Data section =>
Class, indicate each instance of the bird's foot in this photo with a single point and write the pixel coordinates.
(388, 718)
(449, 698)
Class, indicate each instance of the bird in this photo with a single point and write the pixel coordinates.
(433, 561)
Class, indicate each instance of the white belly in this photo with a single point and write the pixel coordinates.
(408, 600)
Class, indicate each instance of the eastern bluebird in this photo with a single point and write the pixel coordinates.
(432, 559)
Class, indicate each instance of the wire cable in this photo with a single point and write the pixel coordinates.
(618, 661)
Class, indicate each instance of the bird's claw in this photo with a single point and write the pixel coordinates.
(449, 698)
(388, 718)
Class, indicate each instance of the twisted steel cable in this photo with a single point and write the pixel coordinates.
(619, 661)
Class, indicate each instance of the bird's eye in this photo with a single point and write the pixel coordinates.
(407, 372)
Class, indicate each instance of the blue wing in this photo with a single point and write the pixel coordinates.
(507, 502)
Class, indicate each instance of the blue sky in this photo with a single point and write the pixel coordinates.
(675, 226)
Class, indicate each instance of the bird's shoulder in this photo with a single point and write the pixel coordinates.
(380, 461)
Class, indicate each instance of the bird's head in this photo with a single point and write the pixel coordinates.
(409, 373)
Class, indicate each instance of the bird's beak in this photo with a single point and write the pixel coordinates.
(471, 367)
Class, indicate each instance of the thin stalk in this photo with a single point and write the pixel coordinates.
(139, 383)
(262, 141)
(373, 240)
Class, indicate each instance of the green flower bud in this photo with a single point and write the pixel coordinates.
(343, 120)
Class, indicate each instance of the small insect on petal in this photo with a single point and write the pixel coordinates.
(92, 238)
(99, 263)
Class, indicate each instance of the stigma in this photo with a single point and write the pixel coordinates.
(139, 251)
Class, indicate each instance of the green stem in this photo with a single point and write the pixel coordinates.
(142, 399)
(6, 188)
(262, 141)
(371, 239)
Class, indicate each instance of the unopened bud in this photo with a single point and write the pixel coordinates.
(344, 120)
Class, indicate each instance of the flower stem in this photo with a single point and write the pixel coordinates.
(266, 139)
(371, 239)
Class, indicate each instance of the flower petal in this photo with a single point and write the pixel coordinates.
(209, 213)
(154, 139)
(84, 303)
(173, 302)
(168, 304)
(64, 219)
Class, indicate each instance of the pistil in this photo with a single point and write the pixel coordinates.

Assignment => From the line holding "Class, indicate each instance of the unopened" down to the last line of the records above, restate each line exactly as written.

Completed task =>
Class, indicate each instance of the unopened bud in this photo with a single point and write the pixel coordinates.
(344, 120)
Class, indicate each instance of the flower stem in this photo with a single point and write the pixel coordinates.
(266, 139)
(371, 239)
Class, indicate each instance of the flower petal in this photo with a single point and write the pixel coordinates.
(209, 213)
(154, 139)
(84, 303)
(173, 302)
(168, 304)
(64, 219)
Class, indicate each instance of the pistil in this photo with a single point and write the pixel coordinates.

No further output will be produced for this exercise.